Y, sin embargo, conviene recordar de dónde viene todo esto. Porque este horror no nació ayer, ni siquiera nació el horrendo 7 de octubre en que Hamás secuestró y asesinó a miles de personas inocentes. Lo que hoy vivimos tiene raíces que se hunden en decisiones tomadas hace más de ochenta años, cuando las potencias vencedoras de la Segunda Guerra Mundial -con Estados Unidos y el Reino Unido al frente-, impusieron una solución “salomónica” a un problema que ni entendían ni les afectaba directamente al elegir Palestina, una tierra ya habitada, para saldar su deuda moral con el pueblo judío. Y lo hicieron, como tantas veces en la historia, a costa de otros.

Y de aquellos polvos, estos lodos. Lo que nació como un gesto de reparación se convirtió con el tiempo, en una herida abierta que nunca ha dejado de sangrar. Y lo peor es que la comunidad internacional, incluida Europa, ha preferido siempre mirar hacia otro lado mientras Israel avanzaba en su colonización violenta, confiando en que los acuerdos, las resoluciones y los llamamientos a la paz bastaran para contener el fuego. Pero el fuego sigue ahí, devorando vidas cada día, mientras las potencias -unas por interés y otras por miedo-, miden cada palabra para no molestar a Israel.
════════════════
Ejercicios propuestos.
1. Transcriba el fragmento sobre el conflicto palestino-israelí desde "Y de aquellos" hasta "molestar a Israel.".
2. Indique si cada afirmación concuerda con el fragmento sobre el conflicto palestino-israelí y responda sí o no, citando literalmente las palabras que lo deciden. (a) El horror actual nació el 7 de octubre. (b) Estados Unidos y el Reino Unido encabezaban a las potencias vencedoras de la Segunda Guerra Mundial. (c) La comunidad internacional, incluida Europa, se ha opuesto siempre con firmeza a la colonización israelí.
Las líneas que aparecen a continuación proceden de otra fuente.
════════════════
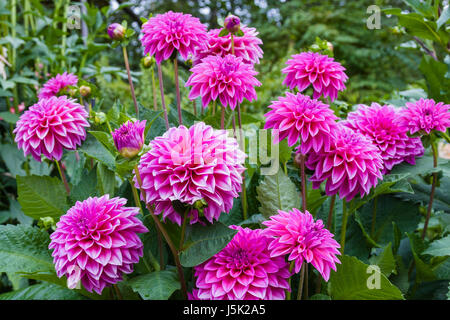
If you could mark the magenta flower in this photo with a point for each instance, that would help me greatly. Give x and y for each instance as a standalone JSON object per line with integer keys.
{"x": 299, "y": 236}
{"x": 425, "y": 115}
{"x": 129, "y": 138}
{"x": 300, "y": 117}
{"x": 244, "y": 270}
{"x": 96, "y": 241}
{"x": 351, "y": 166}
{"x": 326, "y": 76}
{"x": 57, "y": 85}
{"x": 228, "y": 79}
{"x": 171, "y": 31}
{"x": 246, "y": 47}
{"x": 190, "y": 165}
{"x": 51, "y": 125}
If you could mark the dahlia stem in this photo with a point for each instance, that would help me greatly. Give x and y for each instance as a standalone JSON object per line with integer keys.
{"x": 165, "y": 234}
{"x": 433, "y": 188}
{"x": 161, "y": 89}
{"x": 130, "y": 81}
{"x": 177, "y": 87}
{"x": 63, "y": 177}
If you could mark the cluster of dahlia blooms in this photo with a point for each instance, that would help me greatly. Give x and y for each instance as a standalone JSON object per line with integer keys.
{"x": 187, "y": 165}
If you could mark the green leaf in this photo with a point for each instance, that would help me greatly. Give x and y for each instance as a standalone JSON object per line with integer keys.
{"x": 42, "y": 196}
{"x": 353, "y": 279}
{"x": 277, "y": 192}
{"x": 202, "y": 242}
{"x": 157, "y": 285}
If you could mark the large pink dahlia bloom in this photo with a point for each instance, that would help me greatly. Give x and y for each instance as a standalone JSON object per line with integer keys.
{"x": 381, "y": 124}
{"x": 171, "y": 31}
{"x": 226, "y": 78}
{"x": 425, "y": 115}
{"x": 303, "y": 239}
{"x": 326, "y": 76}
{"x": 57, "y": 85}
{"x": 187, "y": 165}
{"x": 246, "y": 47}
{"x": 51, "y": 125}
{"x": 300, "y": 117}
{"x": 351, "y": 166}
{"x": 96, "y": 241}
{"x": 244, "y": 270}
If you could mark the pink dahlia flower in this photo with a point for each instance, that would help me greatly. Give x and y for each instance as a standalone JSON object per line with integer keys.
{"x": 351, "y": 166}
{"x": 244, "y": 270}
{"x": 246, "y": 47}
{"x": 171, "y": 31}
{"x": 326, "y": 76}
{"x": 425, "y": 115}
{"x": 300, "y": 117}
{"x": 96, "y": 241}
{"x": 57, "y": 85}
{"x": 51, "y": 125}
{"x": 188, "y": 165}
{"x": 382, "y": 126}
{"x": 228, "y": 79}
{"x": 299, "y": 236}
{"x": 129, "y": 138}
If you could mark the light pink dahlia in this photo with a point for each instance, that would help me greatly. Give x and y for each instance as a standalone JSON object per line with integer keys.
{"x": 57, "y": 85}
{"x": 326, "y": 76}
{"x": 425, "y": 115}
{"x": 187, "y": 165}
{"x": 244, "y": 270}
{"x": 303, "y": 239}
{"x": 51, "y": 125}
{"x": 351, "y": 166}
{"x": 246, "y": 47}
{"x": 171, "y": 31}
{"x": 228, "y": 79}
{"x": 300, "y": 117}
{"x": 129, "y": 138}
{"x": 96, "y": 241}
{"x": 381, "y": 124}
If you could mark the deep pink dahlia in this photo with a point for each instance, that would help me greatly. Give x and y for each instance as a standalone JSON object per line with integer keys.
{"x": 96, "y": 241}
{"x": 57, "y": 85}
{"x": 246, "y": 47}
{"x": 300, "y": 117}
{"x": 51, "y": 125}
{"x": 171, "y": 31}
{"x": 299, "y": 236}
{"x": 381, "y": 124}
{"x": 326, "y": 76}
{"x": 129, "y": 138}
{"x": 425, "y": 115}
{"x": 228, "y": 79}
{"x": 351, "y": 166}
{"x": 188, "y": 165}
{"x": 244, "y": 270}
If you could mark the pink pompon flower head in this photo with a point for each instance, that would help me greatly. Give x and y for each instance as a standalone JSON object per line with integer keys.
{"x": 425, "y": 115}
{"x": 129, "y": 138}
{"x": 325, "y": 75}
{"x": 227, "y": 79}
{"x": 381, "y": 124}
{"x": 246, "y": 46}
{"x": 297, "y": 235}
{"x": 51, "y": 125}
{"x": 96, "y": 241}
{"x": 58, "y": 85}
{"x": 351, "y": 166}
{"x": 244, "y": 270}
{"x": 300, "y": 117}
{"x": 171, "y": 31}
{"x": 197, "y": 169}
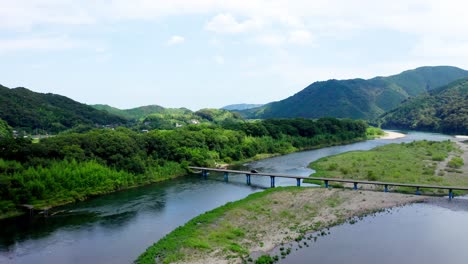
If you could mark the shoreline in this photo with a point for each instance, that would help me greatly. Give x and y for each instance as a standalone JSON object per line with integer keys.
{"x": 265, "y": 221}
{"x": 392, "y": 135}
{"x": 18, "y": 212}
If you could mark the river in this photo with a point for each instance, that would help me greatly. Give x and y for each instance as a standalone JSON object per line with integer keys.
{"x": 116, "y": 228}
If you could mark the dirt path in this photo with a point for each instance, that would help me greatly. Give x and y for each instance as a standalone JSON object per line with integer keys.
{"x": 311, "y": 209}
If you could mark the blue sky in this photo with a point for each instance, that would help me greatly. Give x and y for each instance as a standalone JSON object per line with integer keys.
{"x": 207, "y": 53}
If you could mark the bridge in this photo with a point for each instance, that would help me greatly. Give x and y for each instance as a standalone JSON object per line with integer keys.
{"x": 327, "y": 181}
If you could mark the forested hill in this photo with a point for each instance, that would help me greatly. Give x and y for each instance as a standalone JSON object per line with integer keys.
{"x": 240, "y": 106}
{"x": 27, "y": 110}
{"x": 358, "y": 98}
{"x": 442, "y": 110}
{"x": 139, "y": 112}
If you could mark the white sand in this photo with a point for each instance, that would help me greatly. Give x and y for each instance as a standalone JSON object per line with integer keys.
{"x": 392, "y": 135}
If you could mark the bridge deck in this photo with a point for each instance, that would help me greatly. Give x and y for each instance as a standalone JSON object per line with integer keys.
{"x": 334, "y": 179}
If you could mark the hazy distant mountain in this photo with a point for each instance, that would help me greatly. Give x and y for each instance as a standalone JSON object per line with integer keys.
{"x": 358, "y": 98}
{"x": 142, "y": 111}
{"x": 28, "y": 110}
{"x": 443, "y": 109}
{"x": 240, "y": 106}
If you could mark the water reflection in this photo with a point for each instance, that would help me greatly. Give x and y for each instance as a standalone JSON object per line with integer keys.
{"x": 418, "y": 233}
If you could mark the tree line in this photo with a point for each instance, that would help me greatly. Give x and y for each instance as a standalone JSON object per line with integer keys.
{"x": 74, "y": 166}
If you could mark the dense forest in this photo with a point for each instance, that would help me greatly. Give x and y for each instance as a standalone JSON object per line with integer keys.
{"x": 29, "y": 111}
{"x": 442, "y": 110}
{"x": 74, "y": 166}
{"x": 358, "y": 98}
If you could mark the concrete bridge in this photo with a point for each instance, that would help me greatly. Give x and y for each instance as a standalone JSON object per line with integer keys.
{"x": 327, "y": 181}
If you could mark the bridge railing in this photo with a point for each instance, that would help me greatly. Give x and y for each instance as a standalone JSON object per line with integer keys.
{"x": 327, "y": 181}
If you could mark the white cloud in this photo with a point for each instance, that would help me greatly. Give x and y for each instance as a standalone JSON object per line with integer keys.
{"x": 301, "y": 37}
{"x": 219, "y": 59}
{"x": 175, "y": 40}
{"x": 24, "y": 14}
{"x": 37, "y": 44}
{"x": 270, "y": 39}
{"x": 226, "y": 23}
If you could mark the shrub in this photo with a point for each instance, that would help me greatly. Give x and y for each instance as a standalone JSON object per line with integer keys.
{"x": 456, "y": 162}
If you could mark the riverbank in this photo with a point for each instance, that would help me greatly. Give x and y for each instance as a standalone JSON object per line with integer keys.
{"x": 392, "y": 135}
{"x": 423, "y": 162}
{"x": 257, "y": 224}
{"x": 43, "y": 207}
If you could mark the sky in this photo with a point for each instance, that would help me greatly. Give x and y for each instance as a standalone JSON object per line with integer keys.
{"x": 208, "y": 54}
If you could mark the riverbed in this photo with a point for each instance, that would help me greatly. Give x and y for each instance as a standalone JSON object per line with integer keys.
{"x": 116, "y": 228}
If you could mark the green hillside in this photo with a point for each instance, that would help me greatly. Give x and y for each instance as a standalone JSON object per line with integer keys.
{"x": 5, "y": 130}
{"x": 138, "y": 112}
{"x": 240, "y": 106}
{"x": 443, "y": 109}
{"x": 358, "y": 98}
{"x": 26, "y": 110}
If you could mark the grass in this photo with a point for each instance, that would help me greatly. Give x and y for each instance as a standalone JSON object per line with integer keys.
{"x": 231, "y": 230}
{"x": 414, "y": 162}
════════════════
Respuestas por ejercicio.
1.
Y de aquellos polvos, estos lodos. Lo que nació como un gesto de reparación se convirtió con el tiempo, en una herida abierta que nunca ha dejado de sangrar. Y lo peor es que la comunidad internacional, incluida Europa, ha preferido siempre mirar hacia otro lado mientras Israel avanzaba en su colonización violenta, confiando en que los acuerdos, las resoluciones y los llamamientos a la paz bastaran para contener el fuego. Pero el fuego sigue ahí, devorando vidas cada día, mientras las potencias -unas por interés y otras por miedo-, miden cada palabra para no molestar a Israel.

2.
(a) No: "este horror no nació ayer, ni siquiera nació el horrendo 7 de octubre".
(b) Sí: "con Estados Unidos y el Reino Unido al frente".
(c) No: "ha preferido siempre mirar hacia otro lado mientras Israel avanzaba en su colonización violenta".